WHAT THE TASK REQUIRES - What lines below mention the word "wall"? Copy each one.

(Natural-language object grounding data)
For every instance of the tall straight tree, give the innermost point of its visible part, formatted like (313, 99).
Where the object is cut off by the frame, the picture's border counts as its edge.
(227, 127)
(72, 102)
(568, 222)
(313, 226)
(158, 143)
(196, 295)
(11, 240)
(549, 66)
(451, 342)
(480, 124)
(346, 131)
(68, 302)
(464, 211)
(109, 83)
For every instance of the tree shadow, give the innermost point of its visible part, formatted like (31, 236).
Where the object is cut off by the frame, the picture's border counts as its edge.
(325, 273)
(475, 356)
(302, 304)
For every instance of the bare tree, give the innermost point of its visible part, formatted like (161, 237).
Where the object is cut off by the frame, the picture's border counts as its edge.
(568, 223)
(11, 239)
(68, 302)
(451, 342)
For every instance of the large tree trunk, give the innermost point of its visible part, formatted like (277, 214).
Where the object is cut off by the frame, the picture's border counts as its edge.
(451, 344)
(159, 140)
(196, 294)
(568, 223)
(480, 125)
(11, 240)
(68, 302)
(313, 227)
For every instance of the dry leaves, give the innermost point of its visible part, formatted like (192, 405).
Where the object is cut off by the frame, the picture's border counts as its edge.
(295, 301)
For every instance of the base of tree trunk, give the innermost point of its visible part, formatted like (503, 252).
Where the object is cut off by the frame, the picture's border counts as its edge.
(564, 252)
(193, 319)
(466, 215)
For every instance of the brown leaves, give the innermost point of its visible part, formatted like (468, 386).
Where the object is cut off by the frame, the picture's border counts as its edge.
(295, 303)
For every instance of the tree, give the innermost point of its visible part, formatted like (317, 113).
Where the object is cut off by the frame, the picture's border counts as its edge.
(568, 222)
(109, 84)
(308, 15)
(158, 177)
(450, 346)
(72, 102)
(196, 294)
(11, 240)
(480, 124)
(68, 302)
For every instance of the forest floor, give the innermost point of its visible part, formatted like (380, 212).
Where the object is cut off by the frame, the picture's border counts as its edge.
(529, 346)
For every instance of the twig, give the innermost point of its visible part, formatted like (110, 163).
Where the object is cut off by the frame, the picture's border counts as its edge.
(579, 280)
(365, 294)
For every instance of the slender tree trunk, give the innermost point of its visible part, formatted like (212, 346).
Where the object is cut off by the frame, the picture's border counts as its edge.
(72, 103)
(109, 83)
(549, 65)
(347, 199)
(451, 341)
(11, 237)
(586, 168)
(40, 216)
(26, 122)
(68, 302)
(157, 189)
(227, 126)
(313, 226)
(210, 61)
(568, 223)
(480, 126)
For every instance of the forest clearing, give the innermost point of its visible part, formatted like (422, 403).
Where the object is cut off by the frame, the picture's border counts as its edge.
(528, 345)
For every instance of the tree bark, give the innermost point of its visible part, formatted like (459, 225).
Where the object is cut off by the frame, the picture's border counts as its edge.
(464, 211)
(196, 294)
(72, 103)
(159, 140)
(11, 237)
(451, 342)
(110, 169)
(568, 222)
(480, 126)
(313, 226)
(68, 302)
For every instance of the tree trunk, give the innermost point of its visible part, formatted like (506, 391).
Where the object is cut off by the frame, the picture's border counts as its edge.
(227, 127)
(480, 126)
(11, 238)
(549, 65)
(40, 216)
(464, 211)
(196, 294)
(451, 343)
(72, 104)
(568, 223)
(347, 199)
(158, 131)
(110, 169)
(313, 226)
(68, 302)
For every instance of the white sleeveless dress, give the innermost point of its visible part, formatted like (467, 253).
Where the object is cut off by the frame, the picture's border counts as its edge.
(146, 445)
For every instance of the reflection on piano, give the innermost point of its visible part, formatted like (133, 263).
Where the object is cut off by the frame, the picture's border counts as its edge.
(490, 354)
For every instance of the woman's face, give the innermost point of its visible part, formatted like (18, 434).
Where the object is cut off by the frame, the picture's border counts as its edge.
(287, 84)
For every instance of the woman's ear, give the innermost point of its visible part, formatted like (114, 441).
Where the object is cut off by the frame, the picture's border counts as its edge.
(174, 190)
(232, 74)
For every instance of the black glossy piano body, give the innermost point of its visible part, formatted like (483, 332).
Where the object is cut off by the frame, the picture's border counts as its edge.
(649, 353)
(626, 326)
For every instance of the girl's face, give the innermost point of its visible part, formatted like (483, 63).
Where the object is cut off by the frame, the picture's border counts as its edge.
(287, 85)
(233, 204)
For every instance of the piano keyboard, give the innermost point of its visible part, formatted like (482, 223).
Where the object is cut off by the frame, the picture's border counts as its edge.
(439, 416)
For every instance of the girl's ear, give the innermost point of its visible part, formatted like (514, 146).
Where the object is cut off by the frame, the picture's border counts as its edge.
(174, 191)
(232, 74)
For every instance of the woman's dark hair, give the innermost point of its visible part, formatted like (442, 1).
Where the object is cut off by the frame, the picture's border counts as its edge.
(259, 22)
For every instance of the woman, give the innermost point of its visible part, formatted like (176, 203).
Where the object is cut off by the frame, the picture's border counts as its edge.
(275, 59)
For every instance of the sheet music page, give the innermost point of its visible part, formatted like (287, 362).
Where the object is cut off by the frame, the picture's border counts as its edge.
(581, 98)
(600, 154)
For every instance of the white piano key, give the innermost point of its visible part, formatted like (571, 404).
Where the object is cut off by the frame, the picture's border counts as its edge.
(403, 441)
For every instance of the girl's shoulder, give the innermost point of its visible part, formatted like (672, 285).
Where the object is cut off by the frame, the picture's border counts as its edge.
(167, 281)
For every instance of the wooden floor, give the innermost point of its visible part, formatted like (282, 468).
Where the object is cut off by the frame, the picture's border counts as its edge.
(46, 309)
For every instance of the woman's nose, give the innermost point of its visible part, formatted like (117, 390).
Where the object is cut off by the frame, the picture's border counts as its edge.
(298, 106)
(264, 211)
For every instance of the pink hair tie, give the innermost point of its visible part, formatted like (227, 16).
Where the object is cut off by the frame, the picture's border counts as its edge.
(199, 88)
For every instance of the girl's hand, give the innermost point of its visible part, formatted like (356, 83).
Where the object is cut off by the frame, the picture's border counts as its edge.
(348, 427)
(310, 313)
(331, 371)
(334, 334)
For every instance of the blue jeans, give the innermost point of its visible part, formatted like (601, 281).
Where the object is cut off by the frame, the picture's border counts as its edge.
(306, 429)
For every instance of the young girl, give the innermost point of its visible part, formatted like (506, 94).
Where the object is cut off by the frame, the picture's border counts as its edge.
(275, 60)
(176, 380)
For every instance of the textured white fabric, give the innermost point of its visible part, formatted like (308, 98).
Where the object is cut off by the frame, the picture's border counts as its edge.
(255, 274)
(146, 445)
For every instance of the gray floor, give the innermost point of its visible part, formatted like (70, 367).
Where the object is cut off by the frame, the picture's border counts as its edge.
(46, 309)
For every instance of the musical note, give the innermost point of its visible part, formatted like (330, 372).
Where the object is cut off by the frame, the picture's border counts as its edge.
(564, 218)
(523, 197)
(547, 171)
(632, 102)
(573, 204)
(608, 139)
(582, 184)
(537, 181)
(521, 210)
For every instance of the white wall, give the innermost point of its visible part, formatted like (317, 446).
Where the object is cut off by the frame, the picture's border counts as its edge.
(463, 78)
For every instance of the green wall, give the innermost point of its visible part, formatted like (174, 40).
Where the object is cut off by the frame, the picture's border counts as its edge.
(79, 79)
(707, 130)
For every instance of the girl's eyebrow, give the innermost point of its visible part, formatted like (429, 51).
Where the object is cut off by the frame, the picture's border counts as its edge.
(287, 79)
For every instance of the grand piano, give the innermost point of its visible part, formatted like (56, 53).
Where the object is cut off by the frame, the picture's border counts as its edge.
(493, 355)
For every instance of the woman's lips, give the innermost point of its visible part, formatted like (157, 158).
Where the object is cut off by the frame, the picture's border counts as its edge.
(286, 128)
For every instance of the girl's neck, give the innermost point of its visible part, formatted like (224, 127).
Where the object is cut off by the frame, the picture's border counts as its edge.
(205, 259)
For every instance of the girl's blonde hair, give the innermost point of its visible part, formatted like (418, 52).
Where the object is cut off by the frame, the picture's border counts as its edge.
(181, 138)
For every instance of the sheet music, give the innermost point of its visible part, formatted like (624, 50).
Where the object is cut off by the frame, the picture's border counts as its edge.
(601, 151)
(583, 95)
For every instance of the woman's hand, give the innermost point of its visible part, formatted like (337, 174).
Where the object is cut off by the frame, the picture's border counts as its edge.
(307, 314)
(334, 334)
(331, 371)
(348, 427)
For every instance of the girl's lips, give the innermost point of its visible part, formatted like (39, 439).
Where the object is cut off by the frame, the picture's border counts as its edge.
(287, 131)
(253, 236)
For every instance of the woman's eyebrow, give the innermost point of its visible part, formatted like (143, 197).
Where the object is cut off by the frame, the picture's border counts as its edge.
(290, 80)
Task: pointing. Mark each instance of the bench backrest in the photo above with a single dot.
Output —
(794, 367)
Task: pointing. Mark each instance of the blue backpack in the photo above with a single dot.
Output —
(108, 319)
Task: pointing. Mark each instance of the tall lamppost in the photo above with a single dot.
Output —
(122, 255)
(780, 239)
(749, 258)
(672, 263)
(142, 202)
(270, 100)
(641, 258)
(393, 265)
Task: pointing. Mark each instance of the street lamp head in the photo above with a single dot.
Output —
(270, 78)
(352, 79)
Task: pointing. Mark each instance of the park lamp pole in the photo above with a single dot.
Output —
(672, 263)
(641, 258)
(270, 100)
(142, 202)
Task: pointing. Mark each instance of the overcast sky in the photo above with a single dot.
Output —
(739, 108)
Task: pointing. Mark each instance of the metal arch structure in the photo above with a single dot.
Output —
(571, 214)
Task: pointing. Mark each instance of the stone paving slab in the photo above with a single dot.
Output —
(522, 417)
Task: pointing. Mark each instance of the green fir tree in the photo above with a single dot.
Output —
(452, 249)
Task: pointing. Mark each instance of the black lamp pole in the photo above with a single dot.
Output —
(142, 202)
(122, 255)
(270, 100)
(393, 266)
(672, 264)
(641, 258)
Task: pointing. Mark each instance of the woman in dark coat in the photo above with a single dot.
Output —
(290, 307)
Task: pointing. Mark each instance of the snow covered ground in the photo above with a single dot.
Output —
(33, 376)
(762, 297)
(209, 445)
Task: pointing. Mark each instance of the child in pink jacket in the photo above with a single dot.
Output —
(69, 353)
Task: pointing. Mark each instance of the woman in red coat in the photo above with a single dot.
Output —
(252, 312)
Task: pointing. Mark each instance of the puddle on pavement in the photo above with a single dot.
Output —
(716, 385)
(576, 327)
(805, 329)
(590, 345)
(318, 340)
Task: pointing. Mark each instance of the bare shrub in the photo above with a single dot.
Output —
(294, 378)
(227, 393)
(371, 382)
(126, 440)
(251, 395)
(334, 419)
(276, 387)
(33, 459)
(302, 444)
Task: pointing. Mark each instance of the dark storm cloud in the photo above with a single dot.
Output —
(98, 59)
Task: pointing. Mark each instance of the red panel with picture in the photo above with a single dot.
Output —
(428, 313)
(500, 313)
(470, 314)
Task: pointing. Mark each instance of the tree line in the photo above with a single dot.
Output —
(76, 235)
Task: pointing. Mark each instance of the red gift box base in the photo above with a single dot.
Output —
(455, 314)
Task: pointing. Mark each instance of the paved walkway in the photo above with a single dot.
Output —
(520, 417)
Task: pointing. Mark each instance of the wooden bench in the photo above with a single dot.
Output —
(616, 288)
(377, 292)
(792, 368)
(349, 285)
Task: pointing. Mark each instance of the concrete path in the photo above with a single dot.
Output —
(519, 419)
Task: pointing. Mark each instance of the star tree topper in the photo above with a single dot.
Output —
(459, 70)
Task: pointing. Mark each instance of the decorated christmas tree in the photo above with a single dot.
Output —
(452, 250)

FINAL ANSWER -
For every instance of the white wall, give the innermost point of its visible part, formatted like (317, 446).
For every instance of the green wall, give the innermost point of its visible part, formatted like (174, 40).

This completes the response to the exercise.